_Text passage:_
━━━━━━━━
Skip to main content

A utility to split large files into smaller chunks.

Project description

PyFileChunker

PyPI version

A Python utility to intelligently split large files into smaller, manageable chunks based on user-defined record boundaries, not just arbitrary sizes or line counts.

Pains

Working with extremely large text-based files (e.g., logs, data dumps, XML/JSON streams) can be challenging:

  • Memory Issues: Loading the entire file into memory is often impossible.
  • Processing Bottlenecks: Processing the file sequentially can be slow.
  • Incomplete Records: Simple splitting by size or line count can break records mid-way, corrupting data or making parsing difficult.

PyFileChunker addresses these pains by allowing you to split files between records, ensuring each chunk contains complete records. It uses memory mapping (mmap) for efficiency when searching for boundaries.

Features

  • Record Boundary Splitting: Define custom start and end markers for your records (e.g., <RECORD>, </RECORD>, BEGIN TRANSACTION, END TRANSACTION).
  • Intelligent Boundary Finding: Attempts to find the nearest record boundaries around the ideal chunk split points.
  • Memory Efficient: Uses mmap to avoid loading the entire file into memory when locating split points.
  • Configurable: Control the desired number of chunks and the record markers.
  • Command-Line Interface: Easy-to-use CLI powered by Typer.
  • Python Module: Can be imported and used directly in your Python scripts.

Installation

From PyPI (Recommended):

pip install pyfilechunker

From Source:

  1. Clone the repository:
    git clone https://github.com/fxyzbtc/pyfilechunker.git # Replace with your actual repo URL
    cd pyfilechunker
    
  2. Install using pip:
    pip install .
━━━━━━━━
_Data shown:_

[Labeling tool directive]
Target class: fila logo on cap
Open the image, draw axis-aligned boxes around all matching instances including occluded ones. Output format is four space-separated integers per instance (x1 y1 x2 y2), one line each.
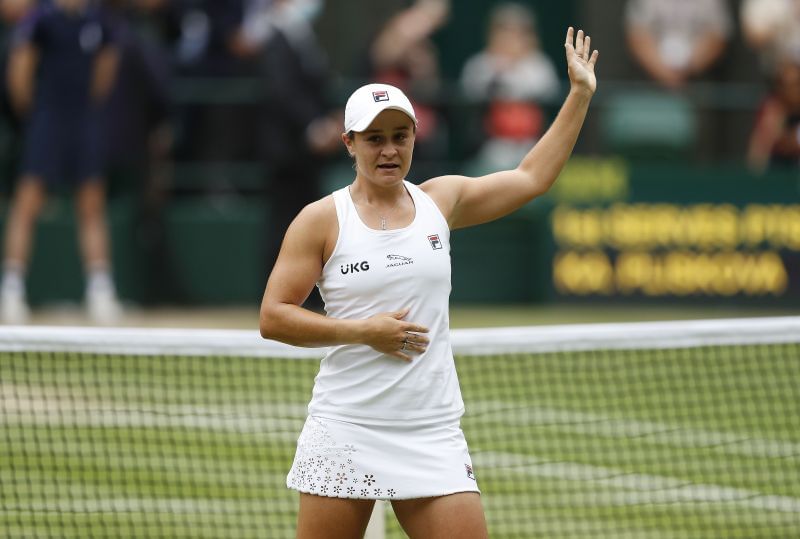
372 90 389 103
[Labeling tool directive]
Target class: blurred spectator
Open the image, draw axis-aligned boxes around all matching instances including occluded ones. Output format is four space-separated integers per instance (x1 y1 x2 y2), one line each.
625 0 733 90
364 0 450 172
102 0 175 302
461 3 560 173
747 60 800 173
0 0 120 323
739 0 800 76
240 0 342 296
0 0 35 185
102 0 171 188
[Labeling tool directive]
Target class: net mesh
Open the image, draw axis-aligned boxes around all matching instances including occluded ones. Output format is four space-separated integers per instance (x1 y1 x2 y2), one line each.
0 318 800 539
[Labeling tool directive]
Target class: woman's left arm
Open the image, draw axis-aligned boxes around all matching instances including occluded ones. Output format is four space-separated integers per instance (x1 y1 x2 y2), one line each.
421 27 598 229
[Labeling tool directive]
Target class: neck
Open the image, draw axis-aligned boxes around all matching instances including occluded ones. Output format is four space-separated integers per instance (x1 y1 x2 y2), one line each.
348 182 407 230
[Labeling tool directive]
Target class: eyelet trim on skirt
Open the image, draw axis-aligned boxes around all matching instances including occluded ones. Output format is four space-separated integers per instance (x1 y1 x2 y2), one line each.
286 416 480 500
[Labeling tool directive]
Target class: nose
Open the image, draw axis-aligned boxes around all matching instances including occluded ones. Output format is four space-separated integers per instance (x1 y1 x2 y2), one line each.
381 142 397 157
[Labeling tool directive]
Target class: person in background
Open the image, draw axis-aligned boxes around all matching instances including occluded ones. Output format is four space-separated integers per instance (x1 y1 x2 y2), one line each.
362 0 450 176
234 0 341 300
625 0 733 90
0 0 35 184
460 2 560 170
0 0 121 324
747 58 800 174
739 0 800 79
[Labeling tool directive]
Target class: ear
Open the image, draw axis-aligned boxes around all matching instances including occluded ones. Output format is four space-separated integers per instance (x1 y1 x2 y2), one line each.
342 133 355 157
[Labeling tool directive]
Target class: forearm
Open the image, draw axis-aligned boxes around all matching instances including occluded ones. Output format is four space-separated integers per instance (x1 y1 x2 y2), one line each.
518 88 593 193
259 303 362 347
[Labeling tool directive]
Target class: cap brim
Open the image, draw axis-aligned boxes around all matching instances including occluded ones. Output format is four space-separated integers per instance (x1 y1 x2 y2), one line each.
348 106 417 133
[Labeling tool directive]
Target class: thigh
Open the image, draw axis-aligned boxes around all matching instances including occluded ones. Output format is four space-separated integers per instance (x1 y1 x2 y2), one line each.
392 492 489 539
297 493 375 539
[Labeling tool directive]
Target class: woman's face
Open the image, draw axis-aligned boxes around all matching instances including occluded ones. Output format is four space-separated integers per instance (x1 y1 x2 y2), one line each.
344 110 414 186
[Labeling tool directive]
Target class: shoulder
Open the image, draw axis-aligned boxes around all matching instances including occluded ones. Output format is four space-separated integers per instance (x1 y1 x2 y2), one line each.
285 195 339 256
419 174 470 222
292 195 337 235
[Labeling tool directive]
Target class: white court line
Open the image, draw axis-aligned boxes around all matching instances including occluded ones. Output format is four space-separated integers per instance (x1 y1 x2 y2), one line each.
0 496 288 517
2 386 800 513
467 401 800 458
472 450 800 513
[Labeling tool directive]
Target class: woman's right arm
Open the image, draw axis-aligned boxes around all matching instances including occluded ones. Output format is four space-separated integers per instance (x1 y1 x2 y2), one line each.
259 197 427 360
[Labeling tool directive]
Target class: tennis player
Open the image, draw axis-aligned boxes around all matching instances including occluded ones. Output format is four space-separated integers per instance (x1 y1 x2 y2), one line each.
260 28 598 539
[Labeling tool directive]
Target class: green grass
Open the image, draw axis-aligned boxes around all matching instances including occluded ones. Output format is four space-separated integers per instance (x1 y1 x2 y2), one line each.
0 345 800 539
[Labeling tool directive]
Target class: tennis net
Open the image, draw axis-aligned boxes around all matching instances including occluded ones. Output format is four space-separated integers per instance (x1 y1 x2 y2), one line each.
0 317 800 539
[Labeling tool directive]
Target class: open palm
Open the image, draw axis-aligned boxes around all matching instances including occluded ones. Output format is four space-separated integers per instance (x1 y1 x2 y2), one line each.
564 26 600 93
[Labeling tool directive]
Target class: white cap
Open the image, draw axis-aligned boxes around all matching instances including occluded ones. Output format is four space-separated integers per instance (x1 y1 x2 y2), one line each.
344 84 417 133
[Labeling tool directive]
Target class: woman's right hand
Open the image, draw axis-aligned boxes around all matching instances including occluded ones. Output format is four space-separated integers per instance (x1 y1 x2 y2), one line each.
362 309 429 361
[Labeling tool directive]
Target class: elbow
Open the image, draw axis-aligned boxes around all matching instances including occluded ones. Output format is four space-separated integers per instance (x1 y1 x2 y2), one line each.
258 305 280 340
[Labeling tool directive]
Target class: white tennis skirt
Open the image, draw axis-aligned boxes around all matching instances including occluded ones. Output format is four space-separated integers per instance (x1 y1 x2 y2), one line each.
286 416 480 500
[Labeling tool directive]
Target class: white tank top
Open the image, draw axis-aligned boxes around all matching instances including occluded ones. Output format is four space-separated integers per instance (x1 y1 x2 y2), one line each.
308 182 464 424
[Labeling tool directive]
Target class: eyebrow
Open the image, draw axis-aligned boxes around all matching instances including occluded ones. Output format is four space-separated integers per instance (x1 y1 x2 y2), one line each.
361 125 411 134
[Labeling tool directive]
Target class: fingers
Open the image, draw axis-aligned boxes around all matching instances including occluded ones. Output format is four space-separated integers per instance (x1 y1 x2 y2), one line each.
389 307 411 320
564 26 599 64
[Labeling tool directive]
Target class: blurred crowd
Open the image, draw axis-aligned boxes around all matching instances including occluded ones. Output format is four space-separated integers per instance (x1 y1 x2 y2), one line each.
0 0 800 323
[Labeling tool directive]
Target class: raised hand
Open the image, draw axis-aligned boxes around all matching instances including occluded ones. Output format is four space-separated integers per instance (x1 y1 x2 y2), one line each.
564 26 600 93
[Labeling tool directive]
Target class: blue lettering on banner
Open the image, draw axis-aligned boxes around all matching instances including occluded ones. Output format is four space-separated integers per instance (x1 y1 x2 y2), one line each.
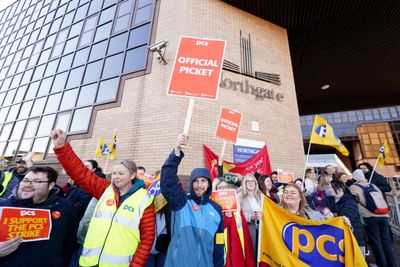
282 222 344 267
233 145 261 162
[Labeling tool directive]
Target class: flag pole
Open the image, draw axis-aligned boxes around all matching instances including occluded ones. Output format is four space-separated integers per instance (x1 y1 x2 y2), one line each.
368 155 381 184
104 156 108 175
━━━━━━━━
_Exercise instructions:_
A – According to the PyFileChunker description, what technique does the utility use for efficiency when searching for record boundaries?
B – Carry on the PyFileChunker description from the point at which it stops.
The data shown above come from a separate source.

_The results:_
A – Memory mapping (mmap).

B –
    
    For development, install in editable mode with development dependencies:
    pip install -e .[dev]
    

Usage

You can use PyFileChunker in three ways:

1. As an Installed Script (filechunker)

This is the most common way after installing via pip.

filechunker [OPTIONS] FILE_PATH

Arguments:

  • FILE_PATH: The path to the large file you want to chunk. [required]

Options:

  • --num-chunks INTEGER: The desired number of chunks. [default: 5]
  • --record-begin TEXT: String marking the beginning of a record. [default: <SUBBEGIN>]
  • --record-end TEXT: String marking the end of a record. [default: <SUBEND>]
  • --output-dir DIRECTORY: The directory to save the chunk files. [default: . (current directory)]
  • --help: Show the help message and exit.

Example:

Split my_large_log.log into approximately 10 chunks, using START and END as record markers, saving chunks to the output_chunks/ directory:

filechunker my_large_log.log --num-chunks 10 --record-begin "START" --record-end "END" --output-dir output_chunks/

2. As a Python Module (python -m pyfilechunker)

You can run the module directly using Python's -m flag. This is useful if the script isn't in your PATH or you prefer this invocation. The arguments and options are the same as the script.

python -m pyfilechunker [OPTIONS] FILE_PATH

Example:

python -m pyfilechunker data.xml --num-chunks 20 --record-begin "<item>" --record-end "</item>" --output-dir ./chunks

3. Importing in Python Code

You can import and use the chunk_it function directly in your Python scripts for more complex workflows.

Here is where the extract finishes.